| 課題 1 |
医師組合による女性器割礼の黙認を論じたコラムを、全文そのまま書き写してください。
######
コラム:女性器割礼を黙認する医師組合の動き
2016年01月09日付 Al-Ahram 紙

■割礼という犯罪を促進する動きが!

【ワヒード・アブドゥルマジード】

割礼を行なっていた際にその少女を死亡させた嫌疑がかけられた医師について、医師組合の懲戒委員会が調査を中止したというのが本当であれば、この決定はこうした犯罪に暗黙の裡に加担することになる。単に責任逃れでは済まない。調査が中止されたのが確かであれば、それが意味するのは、女子割礼という犯罪を推進し、それに手を染める者を保護し、21世紀に依然としてこの犯罪が行われているという驚くべき社会の後進性を確固たるものにするということである。

この奇妙な態度は、あらゆる意味で痛ましいこの割礼という犯罪にのみ示されるわけではない。なぜなら、この社会を後進性から引きずり出すにあたって我々が頼りにしている、まさにその組織が後進性の継続を推進し、自らの役割を放棄しているということだからである。
######
| 課題 2 |
記録のうち、「Indicate every instance of the blue」を含む行で始まり記録の最終行で終わる部分だけを、両端の行も含め、空行を除いた番号付きリストとして示してください。

ポイント指定とラベル付けの記録:
######
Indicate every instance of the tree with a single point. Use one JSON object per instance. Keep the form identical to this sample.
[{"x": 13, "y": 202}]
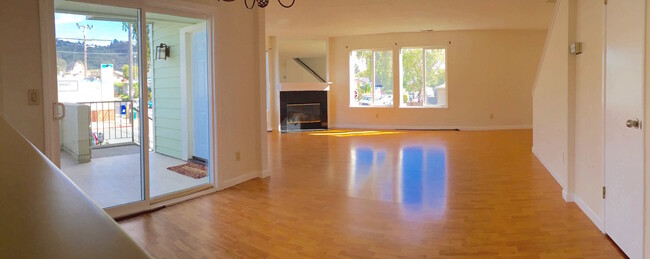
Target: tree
[
  {"x": 127, "y": 72},
  {"x": 384, "y": 71},
  {"x": 61, "y": 65},
  {"x": 363, "y": 72},
  {"x": 134, "y": 36},
  {"x": 435, "y": 67},
  {"x": 412, "y": 71}
]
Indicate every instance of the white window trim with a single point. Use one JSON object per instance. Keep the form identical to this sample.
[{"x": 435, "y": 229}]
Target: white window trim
[
  {"x": 372, "y": 88},
  {"x": 424, "y": 78}
]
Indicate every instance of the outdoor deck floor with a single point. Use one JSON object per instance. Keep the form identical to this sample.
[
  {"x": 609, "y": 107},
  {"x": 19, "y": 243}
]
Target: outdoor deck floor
[{"x": 113, "y": 176}]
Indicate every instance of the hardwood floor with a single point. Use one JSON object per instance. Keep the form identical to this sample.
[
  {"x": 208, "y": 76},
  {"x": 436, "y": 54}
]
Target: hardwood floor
[{"x": 383, "y": 194}]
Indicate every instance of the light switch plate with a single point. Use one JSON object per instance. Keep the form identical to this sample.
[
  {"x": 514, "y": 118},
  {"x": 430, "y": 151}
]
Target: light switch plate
[{"x": 34, "y": 97}]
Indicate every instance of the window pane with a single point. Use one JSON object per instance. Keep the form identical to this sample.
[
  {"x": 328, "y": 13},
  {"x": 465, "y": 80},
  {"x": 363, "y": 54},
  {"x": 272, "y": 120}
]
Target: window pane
[
  {"x": 436, "y": 91},
  {"x": 361, "y": 78},
  {"x": 412, "y": 61},
  {"x": 384, "y": 78}
]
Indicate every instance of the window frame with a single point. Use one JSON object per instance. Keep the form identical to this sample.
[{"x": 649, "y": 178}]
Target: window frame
[
  {"x": 424, "y": 77},
  {"x": 372, "y": 88}
]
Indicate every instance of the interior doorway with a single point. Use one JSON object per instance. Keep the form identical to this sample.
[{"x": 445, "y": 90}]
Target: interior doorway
[
  {"x": 624, "y": 133},
  {"x": 132, "y": 133}
]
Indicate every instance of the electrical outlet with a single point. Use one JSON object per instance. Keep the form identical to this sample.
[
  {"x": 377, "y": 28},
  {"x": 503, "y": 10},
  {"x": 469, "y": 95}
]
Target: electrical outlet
[{"x": 33, "y": 97}]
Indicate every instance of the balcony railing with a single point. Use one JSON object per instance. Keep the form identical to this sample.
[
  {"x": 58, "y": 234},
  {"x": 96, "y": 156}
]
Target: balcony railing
[{"x": 116, "y": 122}]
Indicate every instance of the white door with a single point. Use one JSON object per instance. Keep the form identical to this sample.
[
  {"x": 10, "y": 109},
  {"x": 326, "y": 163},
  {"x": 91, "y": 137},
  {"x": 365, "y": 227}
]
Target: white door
[
  {"x": 200, "y": 99},
  {"x": 624, "y": 151}
]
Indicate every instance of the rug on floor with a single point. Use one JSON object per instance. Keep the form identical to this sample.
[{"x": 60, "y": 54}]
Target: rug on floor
[{"x": 194, "y": 170}]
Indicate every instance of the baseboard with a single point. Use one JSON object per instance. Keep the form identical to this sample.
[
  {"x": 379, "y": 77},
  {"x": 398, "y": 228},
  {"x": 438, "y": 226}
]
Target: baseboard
[
  {"x": 239, "y": 179},
  {"x": 568, "y": 197},
  {"x": 394, "y": 127},
  {"x": 545, "y": 164},
  {"x": 600, "y": 224}
]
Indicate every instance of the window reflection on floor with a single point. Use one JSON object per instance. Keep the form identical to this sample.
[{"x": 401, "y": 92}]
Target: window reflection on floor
[{"x": 416, "y": 178}]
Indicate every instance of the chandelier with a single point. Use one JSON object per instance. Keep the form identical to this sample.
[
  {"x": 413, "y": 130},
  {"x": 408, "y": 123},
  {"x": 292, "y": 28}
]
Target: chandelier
[{"x": 263, "y": 3}]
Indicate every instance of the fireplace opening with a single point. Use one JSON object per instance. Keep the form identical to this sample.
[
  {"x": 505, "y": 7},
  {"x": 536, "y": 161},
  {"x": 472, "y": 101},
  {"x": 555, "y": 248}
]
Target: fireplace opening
[
  {"x": 303, "y": 110},
  {"x": 303, "y": 113}
]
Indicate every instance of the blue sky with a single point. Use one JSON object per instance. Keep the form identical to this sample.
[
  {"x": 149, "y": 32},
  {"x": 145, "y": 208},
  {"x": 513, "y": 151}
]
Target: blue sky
[{"x": 66, "y": 27}]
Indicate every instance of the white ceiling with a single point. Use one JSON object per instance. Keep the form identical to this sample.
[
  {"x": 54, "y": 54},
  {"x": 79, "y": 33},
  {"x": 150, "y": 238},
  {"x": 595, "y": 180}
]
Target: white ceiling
[{"x": 313, "y": 19}]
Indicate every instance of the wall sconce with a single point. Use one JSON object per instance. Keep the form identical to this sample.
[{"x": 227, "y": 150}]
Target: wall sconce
[{"x": 162, "y": 51}]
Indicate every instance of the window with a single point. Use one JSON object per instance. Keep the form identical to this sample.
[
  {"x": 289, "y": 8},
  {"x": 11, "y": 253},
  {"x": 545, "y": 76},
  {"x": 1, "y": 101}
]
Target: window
[
  {"x": 424, "y": 78},
  {"x": 371, "y": 78}
]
######
| 完成解答 1 |
コラム:女性器割礼を黙認する医師組合の動き
2016年01月09日付 Al-Ahram 紙

■割礼という犯罪を促進する動きが!

【ワヒード・アブドゥルマジード】

割礼を行なっていた際にその少女を死亡させた嫌疑がかけられた医師について、医師組合の懲戒委員会が調査を中止したというのが本当であれば、この決定はこうした犯罪に暗黙の裡に加担することになる。単に責任逃れでは済まない。調査が中止されたのが確かであれば、それが意味するのは、女子割礼という犯罪を推進し、それに手を染める者を保護し、21世紀に依然としてこの犯罪が行われているという驚くべき社会の後進性を確固たるものにするということである。

この奇妙な態度は、あらゆる意味で痛ましいこの割礼という犯罪にのみ示されるわけではない。なぜなら、この社会を後進性から引きずり出すにあたって我々が頼りにしている、まさにその組織が後進性の継続を推進し、自らの役割を放棄しているということだからである。

| 完成解答 2 |
1. Indicate every instance of the blue sky with a single point. Use one JSON object per instance. Keep the form identical to this sample.
2. [
3.   {"x": 149, "y": 32},
4.   {"x": 145, "y": 208},
5.   {"x": 513, "y": 151}
6. ]
7. Target: blue sky
8. [{"x": 66, "y": 27}]
9. Indicate every instance of the white ceiling with a single point. Use one JSON object per instance. Keep the form identical to this sample.
10. [
11.   {"x": 54, "y": 54},
12.   {"x": 79, "y": 33},
13.   {"x": 150, "y": 238},
14.   {"x": 595, "y": 180}
15. ]
16. Target: white ceiling
17. [{"x": 313, "y": 19}]
18. Indicate every instance of the wall sconce with a single point. Use one JSON object per instance. Keep the form identical to this sample.
19. [{"x": 227, "y": 150}]
20. Target: wall sconce
21. [{"x": 162, "y": 51}]
22. Indicate every instance of the window with a single point. Use one JSON object per instance. Keep the form identical to this sample.
23. [
24.   {"x": 289, "y": 8},
25.   {"x": 11, "y": 253},
26.   {"x": 545, "y": 76},
27.   {"x": 1, "y": 101}
28. ]
29. Target: window
30. [
31.   {"x": 424, "y": 78},
32.   {"x": 371, "y": 78}
33. ]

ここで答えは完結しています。